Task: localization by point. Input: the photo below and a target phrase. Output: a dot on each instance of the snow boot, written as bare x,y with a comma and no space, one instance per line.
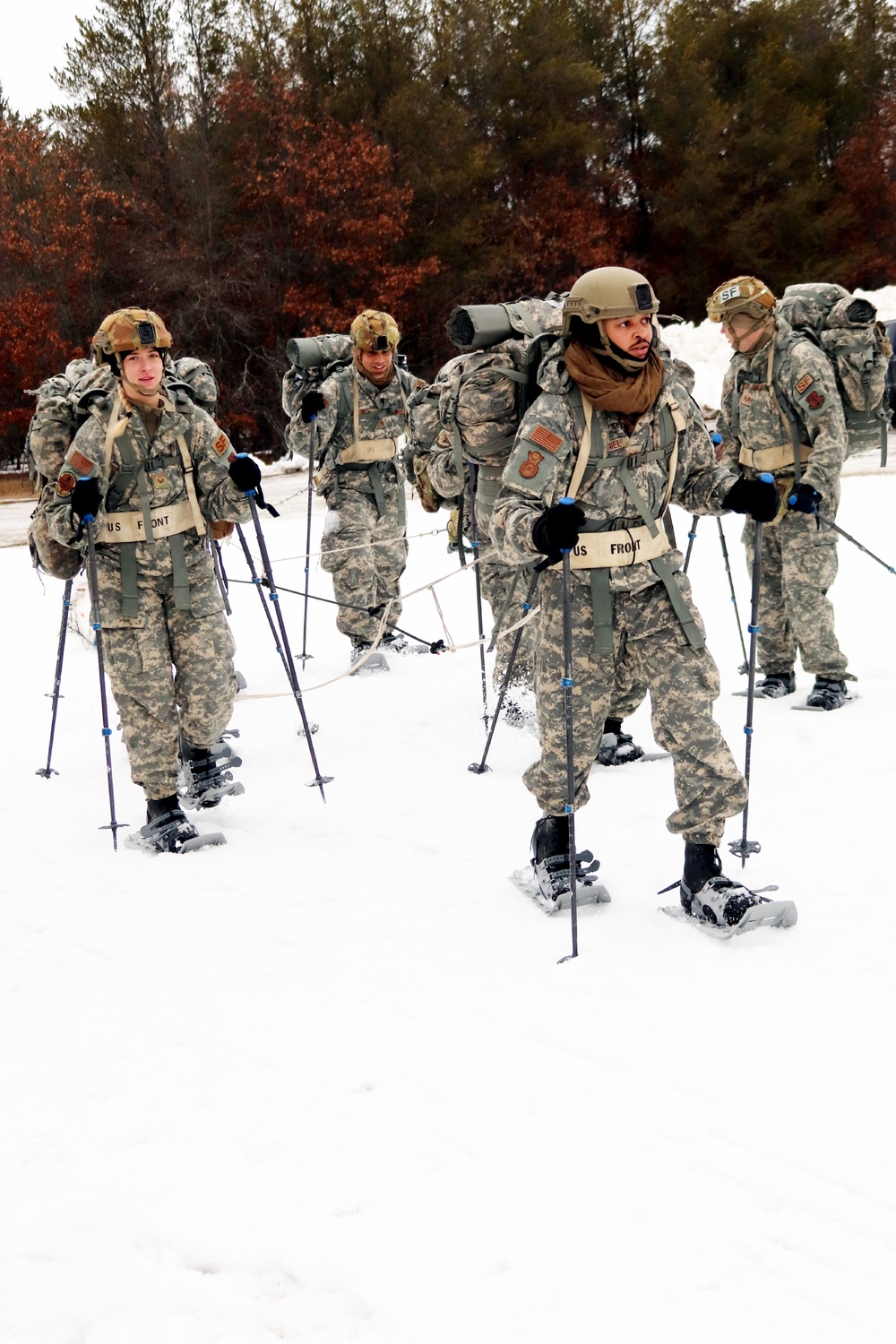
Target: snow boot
775,685
616,747
376,661
167,828
707,894
551,859
828,694
204,779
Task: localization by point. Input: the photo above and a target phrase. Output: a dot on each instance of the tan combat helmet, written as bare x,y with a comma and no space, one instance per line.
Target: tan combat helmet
374,331
125,331
608,292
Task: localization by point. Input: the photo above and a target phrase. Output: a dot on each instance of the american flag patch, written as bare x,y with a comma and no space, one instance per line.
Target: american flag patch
544,438
81,462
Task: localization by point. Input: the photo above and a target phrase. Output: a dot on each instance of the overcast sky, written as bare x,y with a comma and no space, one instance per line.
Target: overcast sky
32,43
+--
▶ PROBLEM TO WORK ON:
The answer should hold exactly the lines running from the one with "Target: american flag patch" to the final line of the data, both ends counted.

▶ OUTPUT BELOW:
Target: american flag patch
544,438
81,462
Task: localization by point. Input: the photo above and a target phrase. Output: a dot on each instance of the overcast sky, written as bare x,y with a comma and no space, one instance per line.
Target: overcast sky
32,43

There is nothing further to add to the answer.